(Records voor labelen en segmenteren)
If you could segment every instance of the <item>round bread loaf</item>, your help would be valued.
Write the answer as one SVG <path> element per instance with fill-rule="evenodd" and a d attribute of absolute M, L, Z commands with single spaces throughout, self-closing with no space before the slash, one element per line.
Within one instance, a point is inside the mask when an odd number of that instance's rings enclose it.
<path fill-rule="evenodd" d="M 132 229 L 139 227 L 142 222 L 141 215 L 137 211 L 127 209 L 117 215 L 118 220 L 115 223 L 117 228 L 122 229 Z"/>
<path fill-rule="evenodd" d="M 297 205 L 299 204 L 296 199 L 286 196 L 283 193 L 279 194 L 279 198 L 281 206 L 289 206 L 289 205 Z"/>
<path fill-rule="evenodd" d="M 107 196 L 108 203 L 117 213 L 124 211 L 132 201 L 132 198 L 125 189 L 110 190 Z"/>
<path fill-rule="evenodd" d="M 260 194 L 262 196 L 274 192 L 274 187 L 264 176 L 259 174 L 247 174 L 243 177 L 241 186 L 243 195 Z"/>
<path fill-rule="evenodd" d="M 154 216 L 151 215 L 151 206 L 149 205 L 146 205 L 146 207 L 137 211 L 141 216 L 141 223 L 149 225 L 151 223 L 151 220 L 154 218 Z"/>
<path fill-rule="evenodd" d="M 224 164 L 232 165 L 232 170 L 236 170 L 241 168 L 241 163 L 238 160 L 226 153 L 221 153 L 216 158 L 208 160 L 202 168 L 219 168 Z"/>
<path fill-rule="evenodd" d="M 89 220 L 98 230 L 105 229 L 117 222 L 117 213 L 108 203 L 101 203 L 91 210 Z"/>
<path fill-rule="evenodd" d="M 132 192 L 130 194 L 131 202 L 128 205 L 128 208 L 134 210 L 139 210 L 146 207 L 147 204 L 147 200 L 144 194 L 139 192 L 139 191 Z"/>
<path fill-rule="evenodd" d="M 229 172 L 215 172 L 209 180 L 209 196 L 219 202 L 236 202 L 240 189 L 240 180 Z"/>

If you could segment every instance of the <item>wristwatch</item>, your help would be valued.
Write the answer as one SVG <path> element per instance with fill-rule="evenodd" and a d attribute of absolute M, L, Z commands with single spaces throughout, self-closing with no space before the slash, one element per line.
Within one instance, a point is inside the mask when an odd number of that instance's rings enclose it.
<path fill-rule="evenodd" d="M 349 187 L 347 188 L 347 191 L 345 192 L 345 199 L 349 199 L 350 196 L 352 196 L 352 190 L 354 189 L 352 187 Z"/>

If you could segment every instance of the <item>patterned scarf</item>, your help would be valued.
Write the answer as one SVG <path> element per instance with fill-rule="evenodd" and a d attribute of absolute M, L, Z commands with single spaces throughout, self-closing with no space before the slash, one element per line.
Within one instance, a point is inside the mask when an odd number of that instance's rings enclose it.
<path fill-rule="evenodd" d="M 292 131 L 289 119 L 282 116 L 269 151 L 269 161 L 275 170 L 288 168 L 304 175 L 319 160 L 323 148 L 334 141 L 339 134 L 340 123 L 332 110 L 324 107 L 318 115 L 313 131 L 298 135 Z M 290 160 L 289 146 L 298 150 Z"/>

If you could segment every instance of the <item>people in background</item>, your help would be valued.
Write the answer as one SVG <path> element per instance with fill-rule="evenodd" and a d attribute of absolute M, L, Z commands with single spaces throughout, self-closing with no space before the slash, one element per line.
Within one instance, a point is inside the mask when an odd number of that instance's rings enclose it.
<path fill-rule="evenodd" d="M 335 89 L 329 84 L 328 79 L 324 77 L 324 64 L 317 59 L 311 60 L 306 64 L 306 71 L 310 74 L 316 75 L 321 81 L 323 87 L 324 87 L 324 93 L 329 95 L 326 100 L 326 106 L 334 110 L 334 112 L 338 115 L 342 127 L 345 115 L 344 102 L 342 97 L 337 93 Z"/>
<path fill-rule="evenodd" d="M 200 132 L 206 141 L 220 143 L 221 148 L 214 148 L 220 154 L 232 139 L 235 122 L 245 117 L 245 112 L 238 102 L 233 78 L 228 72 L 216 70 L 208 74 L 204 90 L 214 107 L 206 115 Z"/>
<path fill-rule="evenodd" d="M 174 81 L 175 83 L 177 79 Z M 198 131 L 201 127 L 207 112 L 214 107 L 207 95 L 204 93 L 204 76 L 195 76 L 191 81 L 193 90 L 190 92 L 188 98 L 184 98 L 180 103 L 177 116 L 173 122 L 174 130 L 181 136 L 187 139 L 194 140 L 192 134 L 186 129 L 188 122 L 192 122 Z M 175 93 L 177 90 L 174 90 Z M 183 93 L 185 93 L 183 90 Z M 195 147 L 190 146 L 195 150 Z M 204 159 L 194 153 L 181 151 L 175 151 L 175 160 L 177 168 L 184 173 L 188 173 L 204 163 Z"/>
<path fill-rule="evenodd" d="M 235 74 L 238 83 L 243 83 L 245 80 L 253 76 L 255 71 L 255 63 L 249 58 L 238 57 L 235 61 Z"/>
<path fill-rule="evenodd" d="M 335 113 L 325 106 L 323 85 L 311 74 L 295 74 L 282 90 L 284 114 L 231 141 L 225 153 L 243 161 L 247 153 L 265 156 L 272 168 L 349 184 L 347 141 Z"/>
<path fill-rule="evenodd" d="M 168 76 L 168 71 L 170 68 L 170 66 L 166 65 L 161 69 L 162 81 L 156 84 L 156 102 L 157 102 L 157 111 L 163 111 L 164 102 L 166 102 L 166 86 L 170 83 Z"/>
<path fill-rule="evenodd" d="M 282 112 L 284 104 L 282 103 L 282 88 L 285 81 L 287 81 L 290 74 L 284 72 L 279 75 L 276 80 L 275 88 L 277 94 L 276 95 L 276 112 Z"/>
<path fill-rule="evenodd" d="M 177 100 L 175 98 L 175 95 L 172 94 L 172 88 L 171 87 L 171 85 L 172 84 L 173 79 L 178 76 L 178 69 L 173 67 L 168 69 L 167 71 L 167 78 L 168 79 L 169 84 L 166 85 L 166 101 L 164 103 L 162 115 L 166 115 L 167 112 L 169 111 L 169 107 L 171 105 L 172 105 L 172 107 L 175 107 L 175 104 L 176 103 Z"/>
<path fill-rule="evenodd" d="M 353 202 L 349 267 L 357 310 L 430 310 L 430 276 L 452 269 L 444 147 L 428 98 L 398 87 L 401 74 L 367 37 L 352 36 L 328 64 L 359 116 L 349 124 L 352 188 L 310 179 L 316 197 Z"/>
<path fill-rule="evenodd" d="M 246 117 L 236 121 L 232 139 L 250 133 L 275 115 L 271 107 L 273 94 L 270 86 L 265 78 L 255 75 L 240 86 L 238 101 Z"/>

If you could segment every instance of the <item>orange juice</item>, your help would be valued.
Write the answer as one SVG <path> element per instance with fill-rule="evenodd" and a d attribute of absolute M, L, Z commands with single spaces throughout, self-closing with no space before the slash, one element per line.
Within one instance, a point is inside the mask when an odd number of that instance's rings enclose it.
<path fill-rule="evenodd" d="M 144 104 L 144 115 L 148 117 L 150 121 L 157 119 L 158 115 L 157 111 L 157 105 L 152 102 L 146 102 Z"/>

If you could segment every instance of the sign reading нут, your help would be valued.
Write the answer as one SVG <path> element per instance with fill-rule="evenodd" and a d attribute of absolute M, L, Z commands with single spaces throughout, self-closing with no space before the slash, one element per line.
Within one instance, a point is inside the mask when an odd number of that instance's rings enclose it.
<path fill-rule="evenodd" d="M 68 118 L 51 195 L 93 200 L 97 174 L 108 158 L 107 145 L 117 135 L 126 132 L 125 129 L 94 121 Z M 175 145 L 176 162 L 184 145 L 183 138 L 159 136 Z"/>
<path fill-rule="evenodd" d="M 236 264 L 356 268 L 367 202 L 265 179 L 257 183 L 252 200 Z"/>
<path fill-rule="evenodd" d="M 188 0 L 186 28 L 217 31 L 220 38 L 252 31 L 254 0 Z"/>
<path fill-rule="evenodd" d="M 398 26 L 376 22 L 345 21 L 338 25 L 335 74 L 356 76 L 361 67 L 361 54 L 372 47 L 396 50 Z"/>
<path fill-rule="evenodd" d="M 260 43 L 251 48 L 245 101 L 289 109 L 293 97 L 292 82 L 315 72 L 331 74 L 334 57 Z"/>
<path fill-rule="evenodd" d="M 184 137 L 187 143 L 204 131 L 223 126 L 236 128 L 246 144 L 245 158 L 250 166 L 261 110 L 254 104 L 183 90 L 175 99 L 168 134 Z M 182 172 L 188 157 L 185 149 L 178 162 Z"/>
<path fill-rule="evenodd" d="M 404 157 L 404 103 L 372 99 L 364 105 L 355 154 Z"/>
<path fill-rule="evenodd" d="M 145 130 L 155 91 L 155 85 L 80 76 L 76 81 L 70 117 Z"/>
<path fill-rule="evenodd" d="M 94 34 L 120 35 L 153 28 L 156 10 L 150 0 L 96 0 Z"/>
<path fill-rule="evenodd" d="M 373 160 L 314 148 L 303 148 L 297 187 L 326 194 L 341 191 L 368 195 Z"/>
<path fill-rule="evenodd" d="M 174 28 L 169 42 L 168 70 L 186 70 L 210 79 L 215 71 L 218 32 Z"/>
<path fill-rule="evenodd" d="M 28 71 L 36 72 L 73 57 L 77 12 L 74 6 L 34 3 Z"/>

**OEFENDOEL**
Werk alles bij vanaf de regel met "If you could segment every instance of the sign" tot en met de regel met "260 43 L 251": vervang "your help would be valued" door "I would appreciate it" en laat de rest ongewijzigd.

**ANTWOORD HIERONDER**
If you could segment every instance of the sign reading нут, I would appreciate it.
Write the answer as one SVG <path> element per instance with fill-rule="evenodd" and a d attribute of absolute M, L, Z commands with single spaces throughout, self-closing with no space before the slash, one element per line.
Within one instance, a point is inside the mask when an odd number of that instance's rings enclose it.
<path fill-rule="evenodd" d="M 68 118 L 51 195 L 93 200 L 97 174 L 108 158 L 107 145 L 117 135 L 126 132 L 125 129 L 94 121 Z M 175 145 L 176 162 L 184 145 L 183 138 L 159 136 Z"/>
<path fill-rule="evenodd" d="M 236 264 L 356 268 L 367 202 L 265 179 L 257 183 L 252 200 Z"/>
<path fill-rule="evenodd" d="M 188 0 L 186 28 L 217 31 L 220 38 L 252 31 L 254 0 Z"/>
<path fill-rule="evenodd" d="M 398 26 L 376 22 L 345 21 L 338 25 L 335 74 L 356 76 L 361 67 L 361 54 L 372 47 L 396 50 Z"/>
<path fill-rule="evenodd" d="M 260 43 L 251 48 L 245 101 L 289 109 L 293 97 L 292 82 L 315 72 L 331 74 L 334 57 Z"/>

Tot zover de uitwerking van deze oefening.